Activity list
A) Reproduce the passage on Michigan nursing home death counts between "CHRT’s findings were taken" and "looking for direction.", inclusive.
B) Take the passage on Michigan nursing home Covid deaths further, picking up after its final sentence.

───── Provided passage ─────

On August 14, a blizzard of emails passed between Whitmer health officials and state epidemiologists asking if an update on the true nursing home death toll had been tabulated.
“This is of great interest to the governor’s office,” a health department official wrote to an epidemiologist. “May I get an ETA of when this (data) could be refined?”
This “refinement” never happened.
Instead, a study was published in September by the Center for Health and Research Transformation, an independent consulting firm attached to the University of Michigan.

Using the state’s flawed and phony data, the CHRT report claimed that Michigan’s nursing home Covid deaths were well below the national average.
CHRT’s findings were taken as gospel among the facile media and the professional fact-checkers.
But documents obtained by Michigan Enjoyer reveal a chummy relationship between the CHRT group and state health officials. A few months before the release of its report, the executive director of CHRT was contacted by a reporter who rightly asked why Michigan was among the last states in the union to publish its nursing home death count.
Before responding to the reporter, the executive director of CHRT emailed two senior HHS officials looking for direction.
“(The reporter) is doing another article on the lack of data in Michigan nursing home cases and deaths from Covid,” wrote Marianne Udow-Phillips. “I’m hoping to better understand the data limitations we’re currently facing and what’s being done to address them. Thanks so much!”
It must be noted that the CHRT’s study was funded by the Michigan Health Endowment, a state-created nonprofit whose nine board governors are appointed by the governor.
What these communications expose is a feedback loop of cognitive dissonance. The media provided questions to the think tank. The think tank, in turn, asked the government to provide it with a response. This was considered independent, scientific confirmation of Whitmer’s devastating strategy.
Udow-Phillips did not respond to request for comment. The phone message at CHRT headquarters, last week, said the office is closed due to the Covid pandemic.
CHRT’s findings were eventually debunked by the Auditor General of Michigan in January 2022. The auditor found the death toll in the first 17 months of the pandemic alone to be 42% higher than Whitmer was reporting to the public.
Whitmer’s health director testified before the House Oversight Committee that its death number was accurate because the Health Department accurately reported what the nursing homes had told them.

───── Extracted entries ─────

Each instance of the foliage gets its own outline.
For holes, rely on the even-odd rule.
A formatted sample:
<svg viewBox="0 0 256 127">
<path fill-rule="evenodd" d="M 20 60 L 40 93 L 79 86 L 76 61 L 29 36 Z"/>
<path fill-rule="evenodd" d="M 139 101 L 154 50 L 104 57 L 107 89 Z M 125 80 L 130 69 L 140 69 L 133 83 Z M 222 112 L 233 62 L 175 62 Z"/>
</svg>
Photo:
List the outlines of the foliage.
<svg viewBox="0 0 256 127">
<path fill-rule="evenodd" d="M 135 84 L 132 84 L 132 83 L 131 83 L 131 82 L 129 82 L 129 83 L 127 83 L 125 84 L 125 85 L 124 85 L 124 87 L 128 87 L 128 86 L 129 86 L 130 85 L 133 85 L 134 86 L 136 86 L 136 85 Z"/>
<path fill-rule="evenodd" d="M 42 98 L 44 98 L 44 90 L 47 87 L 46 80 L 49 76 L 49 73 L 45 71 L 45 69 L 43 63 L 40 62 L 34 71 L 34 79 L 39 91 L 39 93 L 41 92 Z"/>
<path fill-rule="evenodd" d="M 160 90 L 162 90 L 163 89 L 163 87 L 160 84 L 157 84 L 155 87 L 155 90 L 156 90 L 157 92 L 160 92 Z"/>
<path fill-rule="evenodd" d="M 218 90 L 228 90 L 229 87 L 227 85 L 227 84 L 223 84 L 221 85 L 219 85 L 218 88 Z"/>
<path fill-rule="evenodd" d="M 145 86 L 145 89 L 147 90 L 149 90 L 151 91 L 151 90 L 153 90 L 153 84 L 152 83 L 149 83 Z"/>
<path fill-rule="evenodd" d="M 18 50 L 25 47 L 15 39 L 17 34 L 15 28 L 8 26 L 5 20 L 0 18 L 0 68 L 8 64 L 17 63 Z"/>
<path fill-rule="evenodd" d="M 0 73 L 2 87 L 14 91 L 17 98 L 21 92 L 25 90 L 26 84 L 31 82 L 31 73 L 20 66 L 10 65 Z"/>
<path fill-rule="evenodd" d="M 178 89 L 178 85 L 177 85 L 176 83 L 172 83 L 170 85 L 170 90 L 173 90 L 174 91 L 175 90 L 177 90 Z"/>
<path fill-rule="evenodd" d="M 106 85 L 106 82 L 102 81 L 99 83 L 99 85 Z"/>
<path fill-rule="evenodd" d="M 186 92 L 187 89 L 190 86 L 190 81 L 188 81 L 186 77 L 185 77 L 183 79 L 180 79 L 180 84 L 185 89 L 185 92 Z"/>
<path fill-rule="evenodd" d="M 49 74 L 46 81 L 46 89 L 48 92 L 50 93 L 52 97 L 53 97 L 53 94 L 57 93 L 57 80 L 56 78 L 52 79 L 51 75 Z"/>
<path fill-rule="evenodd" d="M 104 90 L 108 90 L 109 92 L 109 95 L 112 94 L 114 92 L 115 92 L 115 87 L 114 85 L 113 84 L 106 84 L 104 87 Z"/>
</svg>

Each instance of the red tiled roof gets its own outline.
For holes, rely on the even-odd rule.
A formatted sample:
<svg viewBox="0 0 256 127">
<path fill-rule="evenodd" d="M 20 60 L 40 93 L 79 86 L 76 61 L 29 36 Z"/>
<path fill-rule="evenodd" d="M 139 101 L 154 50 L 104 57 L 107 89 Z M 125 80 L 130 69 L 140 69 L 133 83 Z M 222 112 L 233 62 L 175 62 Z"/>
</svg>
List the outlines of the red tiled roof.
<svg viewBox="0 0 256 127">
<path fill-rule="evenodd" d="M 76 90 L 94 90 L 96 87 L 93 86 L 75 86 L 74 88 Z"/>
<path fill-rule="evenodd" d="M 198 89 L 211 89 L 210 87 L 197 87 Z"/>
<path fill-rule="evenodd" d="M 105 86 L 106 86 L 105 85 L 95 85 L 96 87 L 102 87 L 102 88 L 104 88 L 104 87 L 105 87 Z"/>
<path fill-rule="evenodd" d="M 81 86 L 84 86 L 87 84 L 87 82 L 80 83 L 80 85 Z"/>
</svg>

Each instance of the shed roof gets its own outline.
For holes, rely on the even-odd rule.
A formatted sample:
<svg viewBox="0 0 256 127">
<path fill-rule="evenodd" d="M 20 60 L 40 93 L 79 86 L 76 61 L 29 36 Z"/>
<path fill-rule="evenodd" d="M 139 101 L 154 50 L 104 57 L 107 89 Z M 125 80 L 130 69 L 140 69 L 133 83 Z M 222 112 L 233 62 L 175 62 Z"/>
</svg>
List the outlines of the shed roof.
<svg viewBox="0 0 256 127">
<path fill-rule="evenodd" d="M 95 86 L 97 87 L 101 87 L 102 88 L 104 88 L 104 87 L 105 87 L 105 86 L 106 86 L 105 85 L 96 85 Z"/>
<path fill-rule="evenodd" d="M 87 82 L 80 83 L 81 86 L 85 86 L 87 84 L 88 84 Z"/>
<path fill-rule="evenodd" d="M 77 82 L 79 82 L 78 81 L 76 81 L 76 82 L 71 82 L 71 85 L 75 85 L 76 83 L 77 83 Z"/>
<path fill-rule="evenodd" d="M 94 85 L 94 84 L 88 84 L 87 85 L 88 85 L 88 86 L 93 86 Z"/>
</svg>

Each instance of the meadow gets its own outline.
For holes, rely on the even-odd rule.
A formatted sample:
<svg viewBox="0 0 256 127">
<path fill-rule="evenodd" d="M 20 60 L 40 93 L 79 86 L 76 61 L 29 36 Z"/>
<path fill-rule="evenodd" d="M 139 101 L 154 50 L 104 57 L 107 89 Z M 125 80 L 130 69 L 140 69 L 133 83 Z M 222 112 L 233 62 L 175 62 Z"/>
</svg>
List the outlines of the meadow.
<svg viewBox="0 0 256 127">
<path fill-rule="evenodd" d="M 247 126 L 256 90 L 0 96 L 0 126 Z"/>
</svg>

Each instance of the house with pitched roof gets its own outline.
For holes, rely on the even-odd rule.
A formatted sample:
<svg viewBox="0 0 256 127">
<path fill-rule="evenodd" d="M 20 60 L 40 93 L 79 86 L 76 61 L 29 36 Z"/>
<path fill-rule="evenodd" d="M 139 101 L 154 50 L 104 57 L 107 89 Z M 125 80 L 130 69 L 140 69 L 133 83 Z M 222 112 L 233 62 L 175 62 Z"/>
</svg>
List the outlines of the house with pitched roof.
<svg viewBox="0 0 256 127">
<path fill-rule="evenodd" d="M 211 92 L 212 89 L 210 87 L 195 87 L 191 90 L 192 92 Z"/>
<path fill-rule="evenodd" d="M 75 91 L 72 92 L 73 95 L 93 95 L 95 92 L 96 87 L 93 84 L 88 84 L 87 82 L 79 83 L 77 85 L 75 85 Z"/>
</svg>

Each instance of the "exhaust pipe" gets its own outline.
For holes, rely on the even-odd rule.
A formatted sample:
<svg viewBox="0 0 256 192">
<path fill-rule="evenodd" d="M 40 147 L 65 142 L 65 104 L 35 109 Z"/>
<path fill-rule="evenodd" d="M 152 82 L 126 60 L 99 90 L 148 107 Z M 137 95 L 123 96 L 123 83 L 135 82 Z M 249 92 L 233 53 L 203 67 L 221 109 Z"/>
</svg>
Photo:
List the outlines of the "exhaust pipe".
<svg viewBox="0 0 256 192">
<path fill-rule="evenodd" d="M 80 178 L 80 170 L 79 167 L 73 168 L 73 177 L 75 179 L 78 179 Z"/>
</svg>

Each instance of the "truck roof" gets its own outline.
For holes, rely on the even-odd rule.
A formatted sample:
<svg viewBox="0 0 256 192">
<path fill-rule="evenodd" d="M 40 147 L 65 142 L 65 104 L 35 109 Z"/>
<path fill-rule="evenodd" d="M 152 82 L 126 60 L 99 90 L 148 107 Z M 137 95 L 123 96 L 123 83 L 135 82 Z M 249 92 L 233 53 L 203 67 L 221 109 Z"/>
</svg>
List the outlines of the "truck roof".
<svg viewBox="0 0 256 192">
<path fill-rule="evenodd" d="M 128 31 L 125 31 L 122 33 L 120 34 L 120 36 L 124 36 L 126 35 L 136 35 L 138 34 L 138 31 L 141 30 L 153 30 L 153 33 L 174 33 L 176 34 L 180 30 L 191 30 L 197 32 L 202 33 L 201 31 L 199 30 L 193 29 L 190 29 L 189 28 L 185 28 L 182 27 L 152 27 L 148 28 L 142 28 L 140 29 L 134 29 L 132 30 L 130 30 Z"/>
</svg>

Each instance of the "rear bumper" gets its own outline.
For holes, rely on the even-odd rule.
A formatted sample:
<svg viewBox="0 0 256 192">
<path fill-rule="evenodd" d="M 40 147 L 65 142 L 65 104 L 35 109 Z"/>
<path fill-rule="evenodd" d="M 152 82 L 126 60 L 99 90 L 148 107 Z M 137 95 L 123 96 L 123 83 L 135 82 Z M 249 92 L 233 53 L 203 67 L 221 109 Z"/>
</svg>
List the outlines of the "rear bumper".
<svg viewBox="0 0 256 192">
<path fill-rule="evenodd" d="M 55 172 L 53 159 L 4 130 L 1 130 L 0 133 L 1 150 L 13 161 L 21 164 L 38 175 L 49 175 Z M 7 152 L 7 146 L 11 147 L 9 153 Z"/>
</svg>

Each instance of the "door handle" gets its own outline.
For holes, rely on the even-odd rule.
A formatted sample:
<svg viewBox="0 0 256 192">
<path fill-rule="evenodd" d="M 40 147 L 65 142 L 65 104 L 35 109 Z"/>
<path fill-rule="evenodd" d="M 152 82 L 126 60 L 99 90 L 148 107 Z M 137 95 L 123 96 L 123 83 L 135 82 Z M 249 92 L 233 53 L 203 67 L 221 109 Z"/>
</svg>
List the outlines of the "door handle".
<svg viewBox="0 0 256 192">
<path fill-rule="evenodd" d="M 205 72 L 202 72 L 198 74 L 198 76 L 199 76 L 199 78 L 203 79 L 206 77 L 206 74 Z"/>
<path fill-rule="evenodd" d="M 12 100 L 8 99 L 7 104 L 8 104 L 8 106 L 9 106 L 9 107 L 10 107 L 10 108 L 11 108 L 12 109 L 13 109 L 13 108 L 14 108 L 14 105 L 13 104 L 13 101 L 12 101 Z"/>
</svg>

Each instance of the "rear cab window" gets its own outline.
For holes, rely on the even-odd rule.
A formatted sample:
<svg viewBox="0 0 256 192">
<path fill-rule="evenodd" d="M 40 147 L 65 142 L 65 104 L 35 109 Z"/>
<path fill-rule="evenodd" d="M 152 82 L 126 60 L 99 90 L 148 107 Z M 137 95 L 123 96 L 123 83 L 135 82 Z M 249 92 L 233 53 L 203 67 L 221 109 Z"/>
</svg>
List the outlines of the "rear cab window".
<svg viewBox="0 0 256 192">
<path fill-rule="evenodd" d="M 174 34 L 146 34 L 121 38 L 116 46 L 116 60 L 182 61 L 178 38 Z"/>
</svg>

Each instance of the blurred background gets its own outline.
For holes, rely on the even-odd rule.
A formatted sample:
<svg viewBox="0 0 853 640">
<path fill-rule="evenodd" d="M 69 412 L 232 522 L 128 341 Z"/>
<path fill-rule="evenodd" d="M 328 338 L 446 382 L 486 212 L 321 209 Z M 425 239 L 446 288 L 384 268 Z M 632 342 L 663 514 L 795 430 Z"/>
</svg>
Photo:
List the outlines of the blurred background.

─────

Answers to this exercise
A)
CHRT’s findings were taken as gospel among the facile media and the professional fact-checkers.
But documents obtained by Michigan Enjoyer reveal a chummy relationship between the CHRT group and state health officials. A few months before the release of its report, the executive director of CHRT was contacted by a reporter who rightly asked why Michigan was among the last states in the union to publish its nursing home death count.
Before responding to the reporter, the executive director of CHRT emailed two senior HHS officials looking for direction.

B)
Adding to the outrage is a slew of peer-reviewed studies showing that nursing homes that commingled the infected with the healthy across the country had a death rate 72% higher than those that facilities that did not.
“There are some actions that are so foolish and so consequential that they beg for outrage,” wrote Dr. James Goodwin of the University of Texas in the Journal of the American Medical Association. “No individual with the slightest knowledge of nursing homes could have forced nursing home to admit patients with COVID-19. The majority of nursing homes were totally unprepared to quarantine patients with COVID-19.”
So what is the true death count in Michigan’s long-term care facilities? Remember, Michigan continued to commingle the sick and the healthy in the same buildings throughout the pandemic. New York ended the practice after 40 days.
The auditor general counted at least 8,051 dead between March 2020 and July 2021. But Michigan never corrected its total and stopped counting long-term care facility Covid deaths altogether by May 2022.
To this day, the Whitmer administration claims total long-term facility total deaths were just 7,324. The true number of dead in the Great Lakes State may be as high as 14,000. We won’t know without an investigation. But Attorney General Dana Nessel refuses to conduct one.
And Whitmer? She continues to prop the proverbial folder over her face.
“None of us wants to go back and relive that,” she said. “We were doing the best we could with very little or very bad information.”
Many of us do want to go back. We remember every time we pray in memory of your loved ones.
This isn’t over. We have thousands of documents to go.